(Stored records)
# # # # #

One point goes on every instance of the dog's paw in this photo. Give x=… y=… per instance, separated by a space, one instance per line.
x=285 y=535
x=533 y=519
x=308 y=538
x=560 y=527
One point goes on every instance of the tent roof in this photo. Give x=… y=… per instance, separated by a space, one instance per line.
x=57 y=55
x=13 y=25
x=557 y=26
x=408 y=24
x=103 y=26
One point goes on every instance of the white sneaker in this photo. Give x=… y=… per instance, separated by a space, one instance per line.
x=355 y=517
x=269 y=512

# # # # #

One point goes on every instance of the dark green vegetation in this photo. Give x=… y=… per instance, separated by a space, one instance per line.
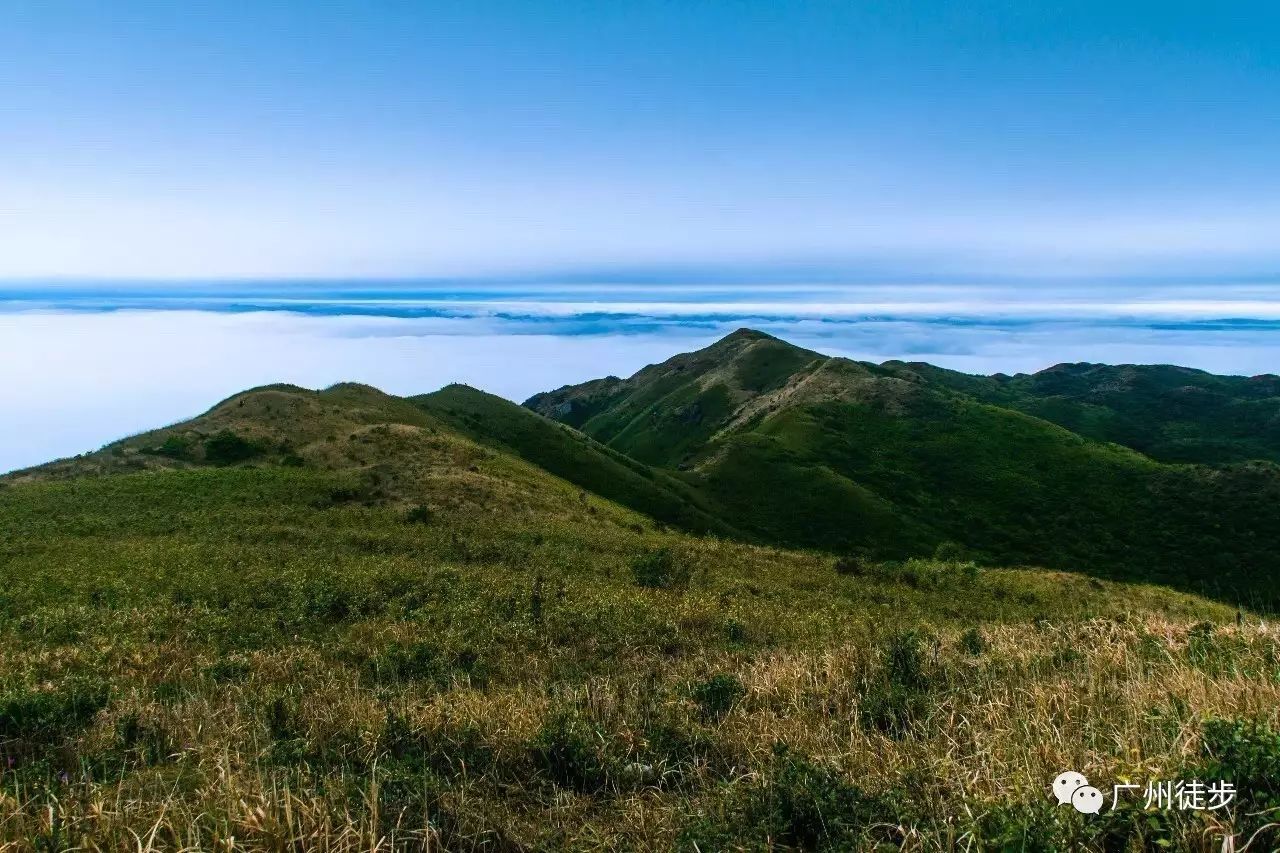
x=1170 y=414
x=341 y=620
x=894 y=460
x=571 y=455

# # # # #

### PROBLEM STATEMENT
Find every line in the material that contains the string "sneaker", matching case exactly, and copy each of those lines.

### CORRECT RESULT
One point goes on every instance of the white sneaker in this photo. Give x=… y=… per instance, separated by a space, one instance per line.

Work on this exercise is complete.